— BEGIN Given information —

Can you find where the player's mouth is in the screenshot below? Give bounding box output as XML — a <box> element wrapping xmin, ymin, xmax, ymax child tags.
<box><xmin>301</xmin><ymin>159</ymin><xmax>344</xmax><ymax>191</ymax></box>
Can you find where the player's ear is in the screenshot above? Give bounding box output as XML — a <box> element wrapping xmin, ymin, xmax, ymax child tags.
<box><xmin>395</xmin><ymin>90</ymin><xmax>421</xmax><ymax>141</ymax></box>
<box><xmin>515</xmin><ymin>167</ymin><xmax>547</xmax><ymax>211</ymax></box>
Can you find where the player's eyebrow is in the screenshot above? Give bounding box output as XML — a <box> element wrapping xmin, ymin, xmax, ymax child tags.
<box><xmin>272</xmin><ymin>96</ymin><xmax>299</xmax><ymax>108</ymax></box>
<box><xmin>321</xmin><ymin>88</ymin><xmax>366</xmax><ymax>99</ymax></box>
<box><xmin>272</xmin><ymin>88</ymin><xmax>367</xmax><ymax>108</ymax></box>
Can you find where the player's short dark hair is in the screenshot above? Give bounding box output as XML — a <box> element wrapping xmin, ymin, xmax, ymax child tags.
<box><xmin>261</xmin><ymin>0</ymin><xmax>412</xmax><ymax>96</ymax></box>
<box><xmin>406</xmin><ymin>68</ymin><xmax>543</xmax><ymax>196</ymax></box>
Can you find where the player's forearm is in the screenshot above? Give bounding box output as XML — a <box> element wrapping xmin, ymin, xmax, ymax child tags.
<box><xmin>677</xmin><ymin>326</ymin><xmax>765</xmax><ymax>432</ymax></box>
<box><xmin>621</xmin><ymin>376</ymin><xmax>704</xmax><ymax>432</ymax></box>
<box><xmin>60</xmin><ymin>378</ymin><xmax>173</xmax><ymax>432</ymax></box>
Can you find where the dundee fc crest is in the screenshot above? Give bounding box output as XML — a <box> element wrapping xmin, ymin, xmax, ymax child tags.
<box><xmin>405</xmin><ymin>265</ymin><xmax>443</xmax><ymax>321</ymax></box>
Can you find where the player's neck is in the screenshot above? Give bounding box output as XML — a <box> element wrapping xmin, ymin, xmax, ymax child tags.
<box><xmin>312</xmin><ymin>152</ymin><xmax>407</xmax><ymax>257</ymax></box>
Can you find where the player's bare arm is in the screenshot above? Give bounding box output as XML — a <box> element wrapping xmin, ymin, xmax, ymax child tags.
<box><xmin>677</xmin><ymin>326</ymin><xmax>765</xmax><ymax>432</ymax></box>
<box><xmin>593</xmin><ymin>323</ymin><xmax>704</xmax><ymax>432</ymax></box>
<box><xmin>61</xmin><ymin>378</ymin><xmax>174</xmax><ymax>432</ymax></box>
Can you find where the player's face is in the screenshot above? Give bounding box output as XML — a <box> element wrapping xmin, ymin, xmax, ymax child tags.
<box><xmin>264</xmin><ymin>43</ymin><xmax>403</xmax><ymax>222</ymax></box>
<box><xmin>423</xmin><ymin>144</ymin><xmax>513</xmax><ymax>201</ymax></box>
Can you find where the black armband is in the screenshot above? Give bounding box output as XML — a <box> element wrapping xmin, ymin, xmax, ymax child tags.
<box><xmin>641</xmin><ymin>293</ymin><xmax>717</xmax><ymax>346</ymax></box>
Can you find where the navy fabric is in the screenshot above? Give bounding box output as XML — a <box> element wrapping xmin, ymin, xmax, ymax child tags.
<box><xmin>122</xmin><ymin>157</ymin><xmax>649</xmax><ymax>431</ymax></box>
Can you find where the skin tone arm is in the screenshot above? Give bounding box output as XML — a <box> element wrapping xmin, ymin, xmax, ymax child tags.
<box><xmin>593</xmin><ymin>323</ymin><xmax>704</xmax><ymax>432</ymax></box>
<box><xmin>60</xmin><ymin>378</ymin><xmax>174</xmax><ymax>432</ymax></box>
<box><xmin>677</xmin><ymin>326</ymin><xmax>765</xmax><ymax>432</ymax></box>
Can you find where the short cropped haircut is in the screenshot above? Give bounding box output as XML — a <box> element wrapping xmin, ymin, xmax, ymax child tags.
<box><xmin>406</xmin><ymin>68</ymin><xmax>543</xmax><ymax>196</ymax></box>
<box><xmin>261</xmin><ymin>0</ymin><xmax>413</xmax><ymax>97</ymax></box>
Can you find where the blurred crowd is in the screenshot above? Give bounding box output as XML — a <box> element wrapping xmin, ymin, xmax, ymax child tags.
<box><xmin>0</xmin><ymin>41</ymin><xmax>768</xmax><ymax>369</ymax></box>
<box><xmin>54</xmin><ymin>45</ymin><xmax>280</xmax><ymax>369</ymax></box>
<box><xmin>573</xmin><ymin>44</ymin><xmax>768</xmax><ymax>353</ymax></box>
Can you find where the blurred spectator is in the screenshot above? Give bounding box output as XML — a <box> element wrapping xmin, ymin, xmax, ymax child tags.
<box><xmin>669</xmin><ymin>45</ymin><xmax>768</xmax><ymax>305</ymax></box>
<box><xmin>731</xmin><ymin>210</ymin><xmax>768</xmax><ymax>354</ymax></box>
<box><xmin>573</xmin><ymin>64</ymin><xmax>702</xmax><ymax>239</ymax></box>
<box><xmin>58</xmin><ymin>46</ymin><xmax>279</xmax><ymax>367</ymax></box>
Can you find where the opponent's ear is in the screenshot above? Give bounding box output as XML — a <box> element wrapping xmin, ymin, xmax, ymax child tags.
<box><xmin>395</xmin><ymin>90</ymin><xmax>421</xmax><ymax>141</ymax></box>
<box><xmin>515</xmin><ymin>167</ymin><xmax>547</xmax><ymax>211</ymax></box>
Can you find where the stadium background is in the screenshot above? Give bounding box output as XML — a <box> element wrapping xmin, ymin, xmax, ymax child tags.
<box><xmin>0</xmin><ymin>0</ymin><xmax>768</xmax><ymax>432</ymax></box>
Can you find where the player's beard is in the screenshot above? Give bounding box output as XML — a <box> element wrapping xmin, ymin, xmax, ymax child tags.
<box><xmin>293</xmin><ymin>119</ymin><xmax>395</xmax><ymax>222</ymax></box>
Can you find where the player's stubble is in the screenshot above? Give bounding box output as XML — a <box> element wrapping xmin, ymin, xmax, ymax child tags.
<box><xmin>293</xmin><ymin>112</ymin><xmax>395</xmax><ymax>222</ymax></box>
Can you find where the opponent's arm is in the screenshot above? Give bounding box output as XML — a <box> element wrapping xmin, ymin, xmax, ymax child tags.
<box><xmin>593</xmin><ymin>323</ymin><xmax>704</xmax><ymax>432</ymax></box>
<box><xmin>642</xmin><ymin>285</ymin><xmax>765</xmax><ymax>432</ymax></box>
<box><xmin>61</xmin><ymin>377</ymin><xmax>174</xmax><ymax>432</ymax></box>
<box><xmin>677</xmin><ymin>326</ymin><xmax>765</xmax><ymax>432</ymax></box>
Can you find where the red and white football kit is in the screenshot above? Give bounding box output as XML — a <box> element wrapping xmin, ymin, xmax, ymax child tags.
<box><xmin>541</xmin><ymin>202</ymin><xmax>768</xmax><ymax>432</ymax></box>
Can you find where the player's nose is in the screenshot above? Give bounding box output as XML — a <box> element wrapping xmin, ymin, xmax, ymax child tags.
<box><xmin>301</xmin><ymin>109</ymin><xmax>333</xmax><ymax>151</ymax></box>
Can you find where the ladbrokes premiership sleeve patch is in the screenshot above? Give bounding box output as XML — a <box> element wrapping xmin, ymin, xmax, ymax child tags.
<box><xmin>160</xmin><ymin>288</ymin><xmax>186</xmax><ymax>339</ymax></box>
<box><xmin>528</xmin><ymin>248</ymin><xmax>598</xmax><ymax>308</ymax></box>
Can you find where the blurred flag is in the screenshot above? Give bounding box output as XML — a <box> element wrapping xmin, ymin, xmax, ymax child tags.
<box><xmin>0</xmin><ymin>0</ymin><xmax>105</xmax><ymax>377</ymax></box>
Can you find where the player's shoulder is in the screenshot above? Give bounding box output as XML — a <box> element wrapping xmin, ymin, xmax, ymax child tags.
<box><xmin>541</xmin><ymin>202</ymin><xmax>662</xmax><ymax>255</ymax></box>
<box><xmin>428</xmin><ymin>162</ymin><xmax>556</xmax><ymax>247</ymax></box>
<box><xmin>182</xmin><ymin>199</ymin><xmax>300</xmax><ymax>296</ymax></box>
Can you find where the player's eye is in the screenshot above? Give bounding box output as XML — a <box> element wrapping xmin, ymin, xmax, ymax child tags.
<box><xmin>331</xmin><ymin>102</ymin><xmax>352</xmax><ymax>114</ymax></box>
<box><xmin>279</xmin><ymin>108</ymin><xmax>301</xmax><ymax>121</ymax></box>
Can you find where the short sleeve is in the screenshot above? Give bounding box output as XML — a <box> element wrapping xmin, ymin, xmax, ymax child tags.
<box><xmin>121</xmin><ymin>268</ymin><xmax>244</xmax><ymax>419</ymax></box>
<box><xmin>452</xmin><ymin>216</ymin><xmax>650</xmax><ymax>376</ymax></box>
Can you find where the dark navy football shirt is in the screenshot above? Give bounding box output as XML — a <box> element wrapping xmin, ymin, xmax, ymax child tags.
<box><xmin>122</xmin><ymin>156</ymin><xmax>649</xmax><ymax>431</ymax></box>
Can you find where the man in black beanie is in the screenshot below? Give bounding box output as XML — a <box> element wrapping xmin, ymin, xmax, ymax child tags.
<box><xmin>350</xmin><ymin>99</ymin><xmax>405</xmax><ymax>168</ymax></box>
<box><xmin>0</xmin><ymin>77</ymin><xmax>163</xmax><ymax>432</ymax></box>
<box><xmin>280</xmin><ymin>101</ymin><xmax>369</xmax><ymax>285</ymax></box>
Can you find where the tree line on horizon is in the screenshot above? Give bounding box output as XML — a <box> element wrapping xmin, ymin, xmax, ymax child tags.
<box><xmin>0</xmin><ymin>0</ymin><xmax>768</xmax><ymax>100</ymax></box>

— END Given information —

Task statement: Can you gather every line of the records above that contains the word "short"?

Answer for this exercise:
Can you find where the player's short dark hair is in the screenshot above? Give bounding box output as XML — a <box> element wrapping xmin, ymin, xmax, ymax child tags.
Can you find where the short cropped haircut is in the screenshot above? Give bounding box output as XML — a <box> element wrapping xmin, ymin, xmax, ymax child tags.
Can you find where the short sleeve is in the screenshot above? Give bounding box output as XML — a <box> element wrapping xmin, ymin, xmax, ymax child tags.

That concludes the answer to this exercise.